┏━━
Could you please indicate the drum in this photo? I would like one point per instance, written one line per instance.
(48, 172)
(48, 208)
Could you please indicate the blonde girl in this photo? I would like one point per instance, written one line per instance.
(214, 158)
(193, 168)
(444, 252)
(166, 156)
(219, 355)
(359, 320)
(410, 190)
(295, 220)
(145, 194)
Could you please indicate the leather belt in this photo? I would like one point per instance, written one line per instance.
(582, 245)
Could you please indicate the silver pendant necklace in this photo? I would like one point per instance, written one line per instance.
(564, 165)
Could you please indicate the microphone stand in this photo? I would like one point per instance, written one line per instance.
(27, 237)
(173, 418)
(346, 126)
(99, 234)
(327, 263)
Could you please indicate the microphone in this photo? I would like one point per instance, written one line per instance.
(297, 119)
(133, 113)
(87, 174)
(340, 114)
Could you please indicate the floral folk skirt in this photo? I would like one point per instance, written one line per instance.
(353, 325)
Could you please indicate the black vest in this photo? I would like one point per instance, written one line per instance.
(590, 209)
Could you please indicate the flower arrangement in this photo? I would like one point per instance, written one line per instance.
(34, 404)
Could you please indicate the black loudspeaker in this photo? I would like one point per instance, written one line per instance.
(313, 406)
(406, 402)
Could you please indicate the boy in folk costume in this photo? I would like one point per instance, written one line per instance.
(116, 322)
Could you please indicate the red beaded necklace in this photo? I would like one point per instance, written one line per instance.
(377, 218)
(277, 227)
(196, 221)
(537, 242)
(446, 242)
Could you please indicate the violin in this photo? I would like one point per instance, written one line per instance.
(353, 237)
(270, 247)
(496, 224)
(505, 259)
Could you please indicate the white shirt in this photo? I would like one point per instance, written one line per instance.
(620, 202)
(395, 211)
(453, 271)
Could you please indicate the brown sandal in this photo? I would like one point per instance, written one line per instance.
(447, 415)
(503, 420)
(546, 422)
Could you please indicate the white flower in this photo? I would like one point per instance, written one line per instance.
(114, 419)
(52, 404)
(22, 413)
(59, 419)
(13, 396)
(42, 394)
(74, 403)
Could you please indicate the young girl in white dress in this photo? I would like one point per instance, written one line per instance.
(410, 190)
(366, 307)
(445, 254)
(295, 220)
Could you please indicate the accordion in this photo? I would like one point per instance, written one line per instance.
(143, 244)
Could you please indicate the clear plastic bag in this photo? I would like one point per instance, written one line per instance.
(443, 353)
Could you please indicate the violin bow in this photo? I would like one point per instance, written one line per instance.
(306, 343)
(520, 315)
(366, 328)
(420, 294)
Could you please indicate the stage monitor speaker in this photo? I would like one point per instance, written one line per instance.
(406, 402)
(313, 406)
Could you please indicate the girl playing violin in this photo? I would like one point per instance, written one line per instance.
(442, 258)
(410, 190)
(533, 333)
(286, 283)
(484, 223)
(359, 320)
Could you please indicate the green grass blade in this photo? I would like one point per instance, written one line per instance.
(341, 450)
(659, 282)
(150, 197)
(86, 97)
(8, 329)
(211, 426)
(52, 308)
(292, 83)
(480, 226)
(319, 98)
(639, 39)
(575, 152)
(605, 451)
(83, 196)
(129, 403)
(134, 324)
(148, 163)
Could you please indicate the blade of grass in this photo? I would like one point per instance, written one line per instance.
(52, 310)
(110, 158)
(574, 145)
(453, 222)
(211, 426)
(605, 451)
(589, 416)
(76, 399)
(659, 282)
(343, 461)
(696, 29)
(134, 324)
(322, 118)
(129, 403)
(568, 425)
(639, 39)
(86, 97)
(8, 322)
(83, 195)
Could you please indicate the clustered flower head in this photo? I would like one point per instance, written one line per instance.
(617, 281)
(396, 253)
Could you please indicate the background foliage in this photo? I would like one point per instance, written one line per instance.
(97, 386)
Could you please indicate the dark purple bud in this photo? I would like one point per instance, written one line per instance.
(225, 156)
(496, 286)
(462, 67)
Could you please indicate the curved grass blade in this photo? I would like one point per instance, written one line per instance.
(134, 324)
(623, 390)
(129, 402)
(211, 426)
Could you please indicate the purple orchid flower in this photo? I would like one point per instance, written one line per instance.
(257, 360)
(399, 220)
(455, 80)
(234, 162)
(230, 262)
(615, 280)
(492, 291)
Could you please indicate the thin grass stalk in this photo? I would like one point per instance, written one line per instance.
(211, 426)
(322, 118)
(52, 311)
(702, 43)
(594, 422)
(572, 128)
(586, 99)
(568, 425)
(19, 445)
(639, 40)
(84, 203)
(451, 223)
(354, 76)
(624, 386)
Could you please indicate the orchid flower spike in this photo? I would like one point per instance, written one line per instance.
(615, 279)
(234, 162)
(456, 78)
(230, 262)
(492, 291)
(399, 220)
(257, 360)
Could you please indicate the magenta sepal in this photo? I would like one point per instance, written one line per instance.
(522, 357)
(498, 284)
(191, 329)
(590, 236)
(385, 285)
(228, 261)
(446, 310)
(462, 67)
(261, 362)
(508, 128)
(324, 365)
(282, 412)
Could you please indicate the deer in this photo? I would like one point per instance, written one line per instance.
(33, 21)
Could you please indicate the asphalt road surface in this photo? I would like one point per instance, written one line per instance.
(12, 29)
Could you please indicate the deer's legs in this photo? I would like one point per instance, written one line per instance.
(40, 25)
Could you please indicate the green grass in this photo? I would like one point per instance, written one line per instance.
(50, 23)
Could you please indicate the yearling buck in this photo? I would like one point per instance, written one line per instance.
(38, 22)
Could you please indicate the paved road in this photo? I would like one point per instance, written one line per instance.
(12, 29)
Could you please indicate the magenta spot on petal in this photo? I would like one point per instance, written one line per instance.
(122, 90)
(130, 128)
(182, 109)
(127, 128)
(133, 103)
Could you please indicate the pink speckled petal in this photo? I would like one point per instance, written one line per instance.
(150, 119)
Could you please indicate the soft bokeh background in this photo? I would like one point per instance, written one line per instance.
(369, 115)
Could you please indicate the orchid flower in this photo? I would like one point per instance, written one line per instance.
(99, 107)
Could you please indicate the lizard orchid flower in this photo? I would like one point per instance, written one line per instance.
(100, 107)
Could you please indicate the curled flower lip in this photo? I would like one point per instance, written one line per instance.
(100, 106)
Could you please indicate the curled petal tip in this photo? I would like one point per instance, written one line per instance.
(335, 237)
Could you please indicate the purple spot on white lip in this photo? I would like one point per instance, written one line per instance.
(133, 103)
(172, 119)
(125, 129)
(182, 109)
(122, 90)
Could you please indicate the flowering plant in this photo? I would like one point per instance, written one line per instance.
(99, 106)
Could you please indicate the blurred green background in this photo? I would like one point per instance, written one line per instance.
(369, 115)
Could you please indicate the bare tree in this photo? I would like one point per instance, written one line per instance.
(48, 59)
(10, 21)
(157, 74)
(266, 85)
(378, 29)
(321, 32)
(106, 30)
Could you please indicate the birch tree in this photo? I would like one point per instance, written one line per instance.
┗━━
> _INSTRUCTIONS TO FOLLOW_
The records above are to be transcribed exactly and completely.

> _EXPECTED ANSWER_
Could you please indicate the drum in this photo? I would like one point per instance, written one line per instance.
(48, 172)
(48, 208)
Could you please indicate the blonde girl in this photo? I would like one point per instance, written one line per instance.
(214, 158)
(193, 168)
(444, 252)
(166, 156)
(219, 355)
(359, 320)
(410, 190)
(295, 220)
(145, 194)
Could you please indicate the leather belt in this photo? I would like one point per instance, written one line per instance.
(582, 245)
Could you please indicate the silver pendant necklace in this photo? I would like one point per instance, written one line per instance.
(564, 165)
Could you please indicate the microphone stand in this photo? I would like one point per instance, written one line per instance.
(27, 237)
(173, 418)
(346, 126)
(99, 234)
(327, 263)
Could you please indicate the microphone in this photo? I would like one point per instance, written one line per instance.
(297, 119)
(133, 113)
(87, 174)
(340, 114)
Could you please indicate the floral folk skirt in this photo? I would like one point per instance, written one line per instance.
(353, 325)
Could you please indicate the black vest in this photo? I would like one point per instance, written one line per instance.
(590, 209)
Could you please indicate the flower arrangement in this photo? I would like one point per instance, written one line per instance.
(34, 404)
Could you please indicate the black loudspeaker in this photo? I would like one point per instance, written one line per instance.
(313, 406)
(406, 402)
Could you please indicate the boy in folk costume in this photo? I would like one point per instance, written one line per instance.
(116, 322)
Could you please indicate the red beaded necklace in this photo? I would like one point per instance, written one line per instance.
(377, 218)
(277, 227)
(196, 221)
(537, 242)
(446, 242)
Could you please indicate the violin in this photo? I would like one point per instance, written one line per instance.
(353, 237)
(270, 247)
(496, 224)
(505, 259)
Could you please indicate the white shirt in this photo? I would like one point per instance, written one line per instance.
(620, 202)
(395, 211)
(453, 271)
Could you please indicate the brown sandal in this photo? I would like one point per instance, written one line per instance.
(447, 415)
(503, 420)
(546, 422)
Could you please indicate the white flower in this photo? I would like one point per instance, written one line per instance.
(114, 419)
(52, 404)
(22, 413)
(59, 419)
(13, 396)
(42, 394)
(74, 403)
Could you please indicate the young girl in white dress in this photo? I would like one point per instance, written one line per instance.
(410, 190)
(366, 307)
(445, 254)
(295, 220)
Could you please indicate the accordion in this photo? I would like one point per instance, written one line per instance.
(143, 244)
Could you please indicate the clear plastic bag in this photo? I would like one point per instance, written one line per instance.
(443, 353)
Could you please indicate the violin bow in this photo? I would like one point per instance, written one line per instance.
(306, 343)
(520, 315)
(366, 328)
(420, 294)
Could you please indicate the stage monitor speaker in this photo? I would like one point per instance, written one line per instance.
(406, 402)
(313, 406)
Could you please indicate the girl playing violin in this photo? I would like one point per instance, written one line per instance.
(442, 258)
(410, 190)
(533, 333)
(286, 283)
(484, 223)
(359, 320)
Could you please indicate the green grass blade in this photo? I would like one point per instance, written one line per instance.
(341, 450)
(659, 282)
(150, 197)
(86, 97)
(8, 329)
(211, 426)
(52, 308)
(292, 83)
(480, 226)
(319, 98)
(639, 39)
(575, 152)
(605, 451)
(83, 196)
(129, 403)
(134, 324)
(148, 163)
Could you please indicate the blade of grass in this photo? I would like one point per instance, written one line per instance.
(52, 310)
(110, 158)
(574, 145)
(453, 222)
(211, 426)
(605, 451)
(589, 416)
(76, 399)
(659, 282)
(343, 461)
(696, 29)
(134, 324)
(322, 118)
(129, 403)
(568, 425)
(639, 39)
(86, 97)
(8, 322)
(83, 195)
Could you please indicate the clustered flower head in this photo? I would like one point per instance, written one line per instance.
(617, 281)
(396, 253)
Could you please indicate the background foliage in this photo? I would like one point per instance, written one line per instance.
(97, 386)
Could you please indicate the dark purple bud in this photo? I would like one point per instance, written one line per instance.
(225, 156)
(496, 286)
(462, 67)
Could you please indicate the curved grass blade in this photo? I would like one point per instance, written one line per instance.
(134, 324)
(623, 390)
(129, 402)
(211, 426)
Could you please indicate the purple orchid flower in this photo? I would like one point per instance, written one line per instance.
(257, 360)
(399, 220)
(455, 80)
(234, 162)
(230, 262)
(615, 280)
(492, 291)
Could you please indicate the thin grass stalk in this photo? I would like one point per instance, written one line per instance.
(211, 426)
(322, 118)
(52, 311)
(702, 43)
(594, 422)
(572, 128)
(586, 99)
(568, 425)
(19, 445)
(639, 40)
(84, 203)
(451, 223)
(354, 76)
(624, 386)
Could you please indicate the orchid flower spike in this photo? I would like one point per instance, written one line per instance.
(615, 279)
(234, 162)
(456, 78)
(230, 262)
(492, 291)
(399, 220)
(257, 360)
Could you please indicate the magenta sepal in this photo? I would like one point per instance, written one line per instance.
(522, 357)
(498, 284)
(191, 329)
(590, 236)
(385, 285)
(228, 261)
(446, 310)
(462, 67)
(261, 362)
(508, 128)
(324, 365)
(282, 412)
Could you please indicate the deer in this photo? I would like one point per instance, written one line per instance.
(33, 21)
Could you please indicate the asphalt road surface in this photo? I would like one point per instance, written one line per instance.
(12, 29)
Could you please indicate the deer's legs in this photo? I would like one point per instance, written one line per instance.
(40, 25)
Could you please indicate the green grass in this photo? I would like one point per instance, written one line per instance.
(50, 23)
Could you please indicate the yearling buck in this photo? I would like one point per instance, written one line per instance.
(38, 22)
Could you please indicate the paved road in this photo? I would like one point per instance, written one line per instance.
(12, 29)
Could you please indicate the magenta spot on petal in this photo? I would like one point per instance, written one line per instance.
(122, 90)
(130, 128)
(182, 109)
(127, 128)
(133, 103)
Could you please indicate the pink speckled petal in this photo? I would like one point per instance, written one line per instance.
(150, 119)
Could you please indicate the soft bokeh background in this photo? I would like one point per instance, written one line per instance.
(369, 115)
Could you please indicate the orchid flower in this photo? I would like one point per instance, written one line per instance.
(99, 107)
Could you please indicate the lizard orchid flower in this photo? I would like one point per instance, written one line per instance.
(100, 107)
Could you please indicate the curled flower lip in this photo? I would like one point per instance, written one line per instance.
(100, 106)
Could you please indicate the curled petal tip in this photo? I would like one point per instance, written one line per instance.
(335, 237)
Could you please indicate the purple spot on white lip in this photo? I would like one point per instance, written one line per instance.
(133, 103)
(172, 119)
(125, 129)
(182, 109)
(122, 90)
Could you please indicate the flowering plant in this photo? I would like one point per instance, written one line per instance.
(99, 106)
Could you please indicate the blurred green background in this photo? I would like one point per instance, written one line per instance.
(369, 115)
Could you please indicate the bare tree in this photo? I would like one point per instance, written one line per instance.
(48, 59)
(10, 21)
(157, 74)
(266, 85)
(378, 29)
(321, 32)
(106, 30)
Could you please indicate the birch tree in this photo? I would like one point per instance, written one line per instance.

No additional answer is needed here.